▶ **AIM OF THE EXERCISE**
Set out the listing below as a numbered list, one line per number, with blank lines and pictures left out.
## Begin
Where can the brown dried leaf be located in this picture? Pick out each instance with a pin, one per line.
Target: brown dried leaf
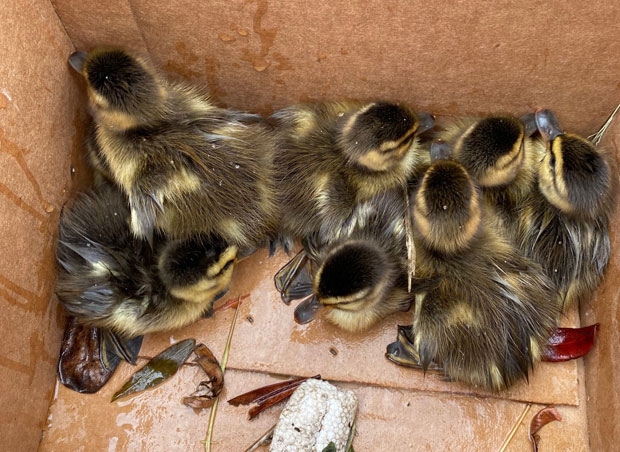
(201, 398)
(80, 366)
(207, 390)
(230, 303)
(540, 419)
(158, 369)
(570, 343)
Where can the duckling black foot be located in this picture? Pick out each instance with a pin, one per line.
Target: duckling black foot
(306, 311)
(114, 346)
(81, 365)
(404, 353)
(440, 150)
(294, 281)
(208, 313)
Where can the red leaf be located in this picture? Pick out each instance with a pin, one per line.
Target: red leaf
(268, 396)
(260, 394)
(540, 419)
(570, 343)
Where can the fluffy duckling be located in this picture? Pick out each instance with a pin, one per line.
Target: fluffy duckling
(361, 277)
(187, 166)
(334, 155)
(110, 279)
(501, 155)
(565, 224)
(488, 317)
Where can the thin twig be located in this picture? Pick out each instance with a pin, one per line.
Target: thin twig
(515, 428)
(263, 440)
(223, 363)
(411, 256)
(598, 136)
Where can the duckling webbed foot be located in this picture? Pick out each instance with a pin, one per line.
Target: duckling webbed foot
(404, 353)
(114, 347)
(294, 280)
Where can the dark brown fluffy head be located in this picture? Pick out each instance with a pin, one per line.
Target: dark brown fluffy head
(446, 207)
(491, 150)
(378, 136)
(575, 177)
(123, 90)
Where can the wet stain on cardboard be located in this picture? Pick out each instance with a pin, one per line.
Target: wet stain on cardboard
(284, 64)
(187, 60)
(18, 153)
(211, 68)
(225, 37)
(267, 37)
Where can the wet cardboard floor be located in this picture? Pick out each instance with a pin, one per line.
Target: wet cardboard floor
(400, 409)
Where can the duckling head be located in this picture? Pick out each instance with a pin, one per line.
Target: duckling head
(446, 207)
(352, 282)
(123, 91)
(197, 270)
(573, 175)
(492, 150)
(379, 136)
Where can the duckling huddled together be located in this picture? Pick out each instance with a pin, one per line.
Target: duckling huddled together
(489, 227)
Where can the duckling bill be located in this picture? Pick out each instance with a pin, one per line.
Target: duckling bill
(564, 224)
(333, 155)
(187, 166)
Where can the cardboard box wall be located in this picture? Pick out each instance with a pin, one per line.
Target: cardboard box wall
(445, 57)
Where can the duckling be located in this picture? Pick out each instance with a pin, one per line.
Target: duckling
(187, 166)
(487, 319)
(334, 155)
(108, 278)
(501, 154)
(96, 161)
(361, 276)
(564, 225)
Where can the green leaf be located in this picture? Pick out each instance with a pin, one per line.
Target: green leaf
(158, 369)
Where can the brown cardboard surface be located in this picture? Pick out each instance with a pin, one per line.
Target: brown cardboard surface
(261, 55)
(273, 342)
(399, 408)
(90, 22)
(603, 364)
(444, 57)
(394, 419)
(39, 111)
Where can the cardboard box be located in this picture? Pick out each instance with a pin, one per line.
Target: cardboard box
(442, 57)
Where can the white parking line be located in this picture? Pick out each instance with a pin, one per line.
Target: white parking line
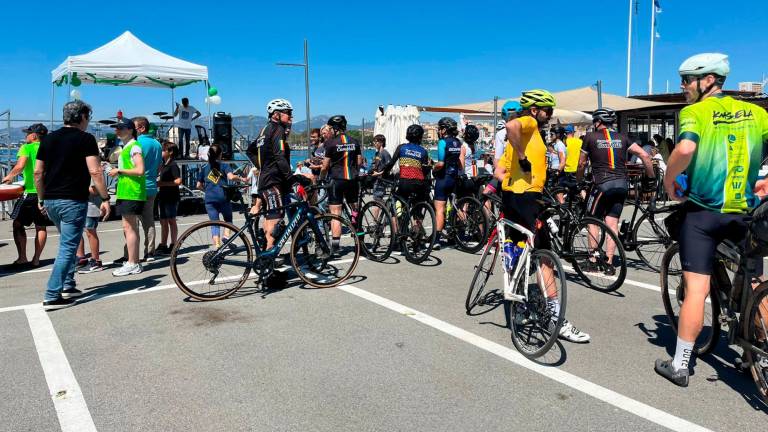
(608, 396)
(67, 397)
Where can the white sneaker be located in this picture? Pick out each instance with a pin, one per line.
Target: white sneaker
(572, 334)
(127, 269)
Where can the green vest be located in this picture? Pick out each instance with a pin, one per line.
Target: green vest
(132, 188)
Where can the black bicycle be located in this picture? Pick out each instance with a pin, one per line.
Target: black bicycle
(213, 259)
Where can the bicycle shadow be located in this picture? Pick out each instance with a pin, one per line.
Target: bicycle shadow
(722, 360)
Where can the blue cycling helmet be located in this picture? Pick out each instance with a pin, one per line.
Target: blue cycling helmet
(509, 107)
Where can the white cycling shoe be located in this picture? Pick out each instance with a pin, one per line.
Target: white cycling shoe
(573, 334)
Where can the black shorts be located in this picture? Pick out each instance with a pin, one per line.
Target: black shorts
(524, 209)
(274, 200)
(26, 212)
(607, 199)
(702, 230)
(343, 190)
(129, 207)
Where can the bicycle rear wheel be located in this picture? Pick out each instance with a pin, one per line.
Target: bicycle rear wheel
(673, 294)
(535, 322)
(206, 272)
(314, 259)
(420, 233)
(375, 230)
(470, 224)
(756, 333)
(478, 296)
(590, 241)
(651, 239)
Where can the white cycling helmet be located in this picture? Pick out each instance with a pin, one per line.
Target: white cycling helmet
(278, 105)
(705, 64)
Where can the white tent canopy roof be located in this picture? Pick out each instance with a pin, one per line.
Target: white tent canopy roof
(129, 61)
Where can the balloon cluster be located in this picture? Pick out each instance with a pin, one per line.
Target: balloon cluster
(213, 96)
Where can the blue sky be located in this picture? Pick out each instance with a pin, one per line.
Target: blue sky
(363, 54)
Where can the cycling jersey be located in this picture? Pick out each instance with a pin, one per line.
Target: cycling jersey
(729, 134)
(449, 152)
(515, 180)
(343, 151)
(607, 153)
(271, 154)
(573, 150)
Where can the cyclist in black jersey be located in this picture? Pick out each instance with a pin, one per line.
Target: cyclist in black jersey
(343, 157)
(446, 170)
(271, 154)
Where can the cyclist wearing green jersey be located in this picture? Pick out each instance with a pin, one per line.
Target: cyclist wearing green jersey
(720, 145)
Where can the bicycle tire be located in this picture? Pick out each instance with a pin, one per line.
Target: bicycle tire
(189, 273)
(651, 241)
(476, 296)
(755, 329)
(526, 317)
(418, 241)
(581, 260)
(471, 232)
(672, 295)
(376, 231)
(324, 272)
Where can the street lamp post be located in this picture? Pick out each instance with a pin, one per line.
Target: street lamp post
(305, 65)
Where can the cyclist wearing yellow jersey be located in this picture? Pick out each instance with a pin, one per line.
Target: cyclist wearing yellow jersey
## End
▶ **EXERCISE SOLUTION**
1. Where can the brown dried leaf be located in this picture? Pick out each instance with a pin, one per line.
2. Target: brown dried leaf
3. (201, 398)
4. (80, 366)
5. (207, 390)
6. (230, 303)
7. (540, 419)
8. (158, 369)
9. (570, 343)
10. Where can the duckling black foot be located in this picture? Pick out each instance with a pin, one per line.
11. Target: duckling black foot
12. (306, 311)
13. (114, 346)
14. (81, 365)
15. (404, 353)
16. (440, 150)
17. (294, 281)
18. (208, 313)
19. Where can the red leaf be located in this picture? Pick out each instance with a pin, one per line.
20. Target: red leaf
21. (268, 396)
22. (260, 394)
23. (540, 419)
24. (570, 343)
25. Where can the fluffy duckling be located in this picture? Pick out each instance with a pin, one per line.
26. Target: fluffy duckling
27. (361, 277)
28. (187, 166)
29. (334, 155)
30. (110, 279)
31. (501, 155)
32. (565, 224)
33. (488, 317)
34. Where can the thin twig be located in this picture? Pick out each instance with a pin, one per line.
35. Target: thin twig
36. (515, 428)
37. (263, 440)
38. (223, 363)
39. (411, 256)
40. (598, 136)
41. Where can the duckling webbed foot be located in this picture? Pick out each instance with a pin, one per line.
42. Target: duckling webbed foot
43. (404, 353)
44. (114, 347)
45. (294, 280)
46. Where can the dark brown fluffy head be located in this picture? Pick out each instance with a pin, one per line.
47. Target: dark brown fluffy head
48. (446, 207)
49. (491, 150)
50. (378, 136)
51. (575, 177)
52. (123, 90)
53. Where can the wet stain on cardboard be located in this picture? Pick out each instance with a pin, one per line.
54. Target: wet stain on cardboard
55. (284, 64)
56. (187, 60)
57. (18, 153)
58. (211, 68)
59. (225, 37)
60. (267, 37)
61. Where can the wet cardboard floor be located in this picture? Pick out each instance with a pin, one per line.
62. Target: wet cardboard floor
63. (400, 409)
64. Where can the duckling head be located in this picture? Pick out each instance with a pin, one per line.
65. Target: duckling head
66. (446, 207)
67. (352, 282)
68. (123, 91)
69. (197, 270)
70. (573, 175)
71. (492, 150)
72. (379, 136)
73. Where can the duckling huddled together be located in this picture? Pick out each instance with a pin, one per line.
74. Target: duckling huddled together
75. (489, 227)
76. Where can the duckling bill be located in this picture? Pick out each instance with a pin, one per line.
77. Target: duckling bill
78. (564, 224)
79. (333, 155)
80. (187, 166)
81. Where can the cardboard box wall be located in this picture? Pick out each instance with a pin, one per line.
82. Target: cardboard box wall
83. (445, 57)
84. Where can the duckling be located in this picture? Pick out each instance with a pin, one per line.
85. Target: duckling
86. (187, 166)
87. (487, 319)
88. (334, 155)
89. (108, 278)
90. (501, 154)
91. (96, 161)
92. (361, 276)
93. (564, 225)
94. Where can the green leaf be located in this picture? Pick out each instance with a pin, one per line.
95. Target: green leaf
96. (158, 369)
97. Where can the brown cardboard surface be located in this picture? Pick out each instance with a pin, one per line.
98. Target: brown cardboard surface
99. (261, 55)
100. (273, 342)
101. (399, 408)
102. (90, 22)
103. (603, 364)
104. (444, 57)
105. (394, 419)
106. (39, 111)
107. Where can the cardboard box be located in this picture? Pick out each instance with a pin, one per line.
108. Target: cardboard box
109. (442, 57)
110. Where can the white parking line be located in this picture? Pick out each instance with a pin, one per line.
111. Target: white parking line
112. (608, 396)
113. (67, 397)
114. Where can the white sneaker be located in this picture? Pick out each instance with a pin, one per line.
115. Target: white sneaker
116. (572, 334)
117. (127, 269)
118. Where can the green vest be located in this picture? Pick out each instance with a pin, one per line.
119. Target: green vest
120. (132, 188)
121. Where can the black bicycle be located in this picture? Pick out each instance with a pin, one per line.
122. Target: black bicycle
123. (213, 259)
124. Where can the bicycle shadow be located in this picture? Pick out each instance with a pin, one per line.
125. Target: bicycle shadow
126. (722, 360)
127. Where can the blue cycling helmet be located in this picture? Pick out each instance with a pin, one per line.
128. Target: blue cycling helmet
129. (509, 107)
130. Where can the white cycling shoe be located in this picture? Pick out each instance with a pin, one per line.
131. Target: white cycling shoe
132. (573, 334)
133. Where can the black shorts be located in this picture? Pick out each instance with a pin, one per line.
134. Target: black shorts
135. (524, 209)
136. (274, 200)
137. (26, 212)
138. (607, 199)
139. (702, 230)
140. (343, 190)
141. (129, 207)
142. Where can the bicycle rear wheel be located in this picture? Pick out each instance with a pin, one per line.
143. Target: bicycle rear wheel
144. (673, 294)
145. (535, 322)
146. (206, 272)
147. (314, 259)
148. (420, 233)
149. (375, 230)
150. (470, 224)
151. (756, 333)
152. (478, 296)
153. (590, 241)
154. (651, 239)
155. Where can the white cycling helmet be located in this picture? Pick out each instance with a pin, one per line.
156. Target: white cycling helmet
157. (278, 105)
158. (705, 64)
159. Where can the white tent canopy roof be located in this picture? Pick out each instance with a pin, one per line.
160. Target: white tent canopy roof
161. (129, 61)
162. Where can the balloon cluster be located in this picture? Pick out each instance with a pin, one per line.
163. Target: balloon cluster
164. (213, 96)
165. Where can the blue sky be located in this picture? Pick out each instance with a pin, one per line.
166. Target: blue sky
167. (363, 54)
168. Where can the cycling jersey be located in this picture? Pick out each instance with a pin, one per line.
169. Target: cycling jersey
170. (729, 134)
171. (449, 152)
172. (515, 180)
173. (343, 151)
174. (607, 153)
175. (271, 154)
176. (573, 150)
177. Where can the cyclist in black jersey be located in this picture? Pick out each instance with a pin, one per line.
178. Target: cyclist in black jersey
179. (343, 157)
180. (446, 170)
181. (271, 154)
182. Where can the cyclist wearing green jersey be located in this picture? Pick out each instance with a pin, one per line.
183. Target: cyclist wearing green jersey
184. (720, 145)
185. Where can the bicycle tire be located in this picture? Pick out each instance with a pin, one per line.
186. Target: bicycle tire
187. (189, 273)
188. (651, 241)
189. (476, 296)
190. (755, 329)
191. (526, 317)
192. (418, 241)
193. (581, 260)
194. (471, 232)
195. (672, 295)
196. (376, 231)
197. (324, 272)
198. Where can the street lamp post be located in this picture? Pick out each instance with a pin, one per line.
199. Target: street lamp post
200. (305, 65)
201. Where can the cyclist wearing yellow jersey be located in this picture? Pick out each instance with a pin, one per line.
202. Target: cyclist wearing yellow jersey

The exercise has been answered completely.